• **Goal**
Return each of the following entries verbatim, reproducing every line without alteration.

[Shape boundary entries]
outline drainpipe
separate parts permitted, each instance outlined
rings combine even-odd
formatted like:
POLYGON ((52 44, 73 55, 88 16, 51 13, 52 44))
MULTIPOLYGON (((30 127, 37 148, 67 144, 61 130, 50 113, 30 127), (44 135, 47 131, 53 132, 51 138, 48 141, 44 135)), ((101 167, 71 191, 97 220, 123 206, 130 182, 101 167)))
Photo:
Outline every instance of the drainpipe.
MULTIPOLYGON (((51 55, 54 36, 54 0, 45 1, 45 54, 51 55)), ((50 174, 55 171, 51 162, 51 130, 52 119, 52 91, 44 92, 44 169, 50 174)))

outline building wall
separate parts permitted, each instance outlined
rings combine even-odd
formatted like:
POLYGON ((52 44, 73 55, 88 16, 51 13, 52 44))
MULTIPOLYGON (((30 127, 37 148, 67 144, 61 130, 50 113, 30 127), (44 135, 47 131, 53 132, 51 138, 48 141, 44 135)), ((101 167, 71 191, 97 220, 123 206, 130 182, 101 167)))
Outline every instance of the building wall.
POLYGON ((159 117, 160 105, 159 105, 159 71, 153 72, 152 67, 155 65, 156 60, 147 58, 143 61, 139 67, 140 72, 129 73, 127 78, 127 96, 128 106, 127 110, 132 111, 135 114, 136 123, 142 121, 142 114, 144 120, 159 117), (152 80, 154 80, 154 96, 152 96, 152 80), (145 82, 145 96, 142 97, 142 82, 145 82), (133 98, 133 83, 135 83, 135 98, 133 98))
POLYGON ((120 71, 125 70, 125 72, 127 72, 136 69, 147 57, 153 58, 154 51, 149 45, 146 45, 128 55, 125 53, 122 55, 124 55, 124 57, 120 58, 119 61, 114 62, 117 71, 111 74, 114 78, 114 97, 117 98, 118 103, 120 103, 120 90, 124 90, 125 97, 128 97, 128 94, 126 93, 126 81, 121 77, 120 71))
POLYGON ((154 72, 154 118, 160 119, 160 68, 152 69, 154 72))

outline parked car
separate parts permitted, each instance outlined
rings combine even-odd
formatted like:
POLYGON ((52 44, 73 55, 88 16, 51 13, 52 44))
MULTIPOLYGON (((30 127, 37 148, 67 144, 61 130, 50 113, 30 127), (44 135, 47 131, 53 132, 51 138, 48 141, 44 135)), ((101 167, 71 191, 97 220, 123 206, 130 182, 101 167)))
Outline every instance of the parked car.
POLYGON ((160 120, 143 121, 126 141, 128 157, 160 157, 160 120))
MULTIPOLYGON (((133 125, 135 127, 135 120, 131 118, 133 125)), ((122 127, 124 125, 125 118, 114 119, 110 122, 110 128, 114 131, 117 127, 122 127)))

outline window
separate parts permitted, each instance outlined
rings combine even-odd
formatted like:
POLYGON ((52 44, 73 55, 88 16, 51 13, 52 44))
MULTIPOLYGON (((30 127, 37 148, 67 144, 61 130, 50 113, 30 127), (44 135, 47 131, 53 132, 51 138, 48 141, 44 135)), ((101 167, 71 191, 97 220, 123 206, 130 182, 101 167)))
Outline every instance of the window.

• **Reply**
outline drainpipe
separate parts permitted, each instance outlined
rings combine even-odd
formatted like:
POLYGON ((52 44, 73 55, 88 16, 51 13, 52 44))
MULTIPOLYGON (((30 127, 37 148, 67 144, 61 130, 50 113, 30 127), (44 135, 47 131, 53 132, 51 138, 48 141, 44 135)), ((101 167, 71 191, 97 220, 123 206, 130 182, 101 167)))
Photo:
Outline every instance of the drainpipe.
MULTIPOLYGON (((51 55, 54 36, 54 0, 45 1, 45 54, 51 55)), ((50 174, 55 171, 51 162, 51 130, 52 119, 52 91, 44 92, 44 169, 50 174)))

outline building wall
separate parts permitted, each instance outlined
rings combine even-odd
formatted like:
POLYGON ((52 44, 73 55, 88 16, 51 13, 52 44))
MULTIPOLYGON (((30 127, 37 148, 67 144, 61 130, 50 113, 30 127), (44 135, 47 131, 53 132, 51 138, 48 141, 44 135)), ((101 167, 71 191, 97 220, 123 206, 130 182, 101 167)))
Outline every instance of the building wall.
POLYGON ((159 117, 160 105, 159 105, 159 71, 153 72, 152 67, 155 65, 156 60, 147 58, 143 61, 139 67, 140 72, 129 73, 127 78, 127 96, 128 106, 127 110, 132 111, 135 114, 136 123, 142 121, 142 114, 144 120, 159 117), (152 80, 154 80, 154 96, 152 96, 152 80), (145 82, 145 96, 142 97, 142 82, 145 82), (133 98, 133 83, 135 83, 135 98, 133 98))
POLYGON ((120 71, 125 70, 125 72, 127 72, 136 69, 147 57, 153 58, 154 51, 149 45, 146 45, 128 55, 125 53, 122 55, 124 55, 124 57, 120 58, 119 61, 114 62, 117 71, 111 74, 114 78, 114 97, 117 98, 118 103, 120 103, 120 90, 124 90, 125 97, 128 97, 128 94, 126 93, 126 81, 121 77, 120 71))
POLYGON ((154 72, 154 118, 160 119, 160 68, 152 69, 154 72))

outline parked car
separate parts permitted, each instance outlined
rings combine even-odd
formatted like:
POLYGON ((52 44, 73 55, 88 16, 51 13, 52 44))
MULTIPOLYGON (((30 127, 37 148, 67 144, 61 130, 50 113, 30 127), (44 135, 47 131, 53 132, 51 138, 48 141, 44 135)), ((101 167, 71 191, 97 220, 123 206, 130 182, 101 167)))
Outline every instance of the parked car.
POLYGON ((160 120, 143 121, 126 141, 128 157, 160 157, 160 120))
MULTIPOLYGON (((133 125, 135 127, 135 120, 131 118, 133 125)), ((122 127, 124 125, 125 118, 114 119, 110 122, 110 128, 114 131, 117 127, 122 127)))

outline window
separate parts permitted, each instance outlined
rings combine even-odd
formatted like:
POLYGON ((52 44, 73 55, 88 16, 51 13, 52 44))
MULTIPOLYGON (((30 127, 37 148, 67 144, 61 130, 50 113, 30 127), (44 135, 47 131, 53 132, 51 138, 48 141, 44 135)), ((101 167, 71 191, 97 220, 123 206, 130 182, 101 167)))
Outline every instance of the window.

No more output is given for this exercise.